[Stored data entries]
------------------------------------------------
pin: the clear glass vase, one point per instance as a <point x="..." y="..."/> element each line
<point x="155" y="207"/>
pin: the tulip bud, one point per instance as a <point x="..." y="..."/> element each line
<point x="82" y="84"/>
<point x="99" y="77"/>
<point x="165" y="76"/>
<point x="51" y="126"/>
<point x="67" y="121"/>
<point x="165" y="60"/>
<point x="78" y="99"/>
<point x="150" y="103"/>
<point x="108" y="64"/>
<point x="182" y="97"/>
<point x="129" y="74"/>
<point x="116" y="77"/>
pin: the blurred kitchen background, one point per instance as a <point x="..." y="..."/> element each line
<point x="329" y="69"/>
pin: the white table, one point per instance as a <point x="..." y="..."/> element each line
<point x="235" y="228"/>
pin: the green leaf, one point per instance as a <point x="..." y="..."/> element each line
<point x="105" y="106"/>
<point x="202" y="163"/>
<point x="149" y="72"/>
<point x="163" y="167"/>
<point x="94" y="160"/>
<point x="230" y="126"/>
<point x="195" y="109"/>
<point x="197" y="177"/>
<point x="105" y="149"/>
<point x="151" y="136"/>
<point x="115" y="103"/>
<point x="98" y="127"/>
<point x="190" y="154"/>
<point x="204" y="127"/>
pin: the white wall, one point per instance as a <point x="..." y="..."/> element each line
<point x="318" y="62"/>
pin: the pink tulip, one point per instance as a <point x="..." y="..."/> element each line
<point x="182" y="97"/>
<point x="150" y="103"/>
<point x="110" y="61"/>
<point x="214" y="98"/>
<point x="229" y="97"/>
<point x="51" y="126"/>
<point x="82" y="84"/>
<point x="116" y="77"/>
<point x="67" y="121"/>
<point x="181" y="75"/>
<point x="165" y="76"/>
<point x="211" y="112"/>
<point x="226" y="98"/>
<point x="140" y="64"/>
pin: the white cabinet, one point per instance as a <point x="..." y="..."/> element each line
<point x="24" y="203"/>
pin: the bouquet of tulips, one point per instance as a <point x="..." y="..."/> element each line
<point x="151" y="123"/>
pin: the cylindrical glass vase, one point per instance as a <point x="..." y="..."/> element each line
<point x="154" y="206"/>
------------------------------------------------
Return every line above exactly.

pin: the clear glass vase, one point per instance as a <point x="..." y="..."/> element each line
<point x="155" y="207"/>
pin: the tulip bud, one point per instance as a <point x="..." y="..."/> element each line
<point x="82" y="84"/>
<point x="99" y="77"/>
<point x="165" y="76"/>
<point x="51" y="126"/>
<point x="67" y="121"/>
<point x="165" y="60"/>
<point x="78" y="99"/>
<point x="150" y="103"/>
<point x="108" y="64"/>
<point x="182" y="97"/>
<point x="129" y="74"/>
<point x="116" y="77"/>
pin: the blurred kitchen background, one point per instance as a <point x="..." y="..."/> element each line
<point x="329" y="69"/>
pin: the white table, one point per instance as a <point x="..." y="..."/> element each line
<point x="235" y="228"/>
pin: the green leaf, one point per instance as a <point x="..." y="..."/> element each line
<point x="105" y="106"/>
<point x="202" y="163"/>
<point x="149" y="72"/>
<point x="163" y="167"/>
<point x="94" y="160"/>
<point x="230" y="126"/>
<point x="195" y="109"/>
<point x="197" y="177"/>
<point x="105" y="149"/>
<point x="151" y="136"/>
<point x="115" y="103"/>
<point x="98" y="127"/>
<point x="190" y="154"/>
<point x="204" y="127"/>
pin: the white wall, one point per instance as a <point x="..." y="..."/> element each line
<point x="318" y="62"/>
pin: the pink tulip, one point per instance as a <point x="..." y="..."/> element each line
<point x="182" y="97"/>
<point x="150" y="103"/>
<point x="110" y="61"/>
<point x="214" y="98"/>
<point x="229" y="97"/>
<point x="51" y="126"/>
<point x="82" y="84"/>
<point x="116" y="77"/>
<point x="67" y="121"/>
<point x="181" y="75"/>
<point x="165" y="76"/>
<point x="211" y="112"/>
<point x="226" y="98"/>
<point x="140" y="64"/>
pin: the white cabinet, one point per instance as a <point x="..." y="..."/> element each line
<point x="24" y="203"/>
pin: the bouquet of tulips, one point per instance as a <point x="..." y="..."/> element each line
<point x="151" y="123"/>
pin: the cylindrical glass vase, one point per instance as a <point x="..." y="..."/> element each line
<point x="154" y="206"/>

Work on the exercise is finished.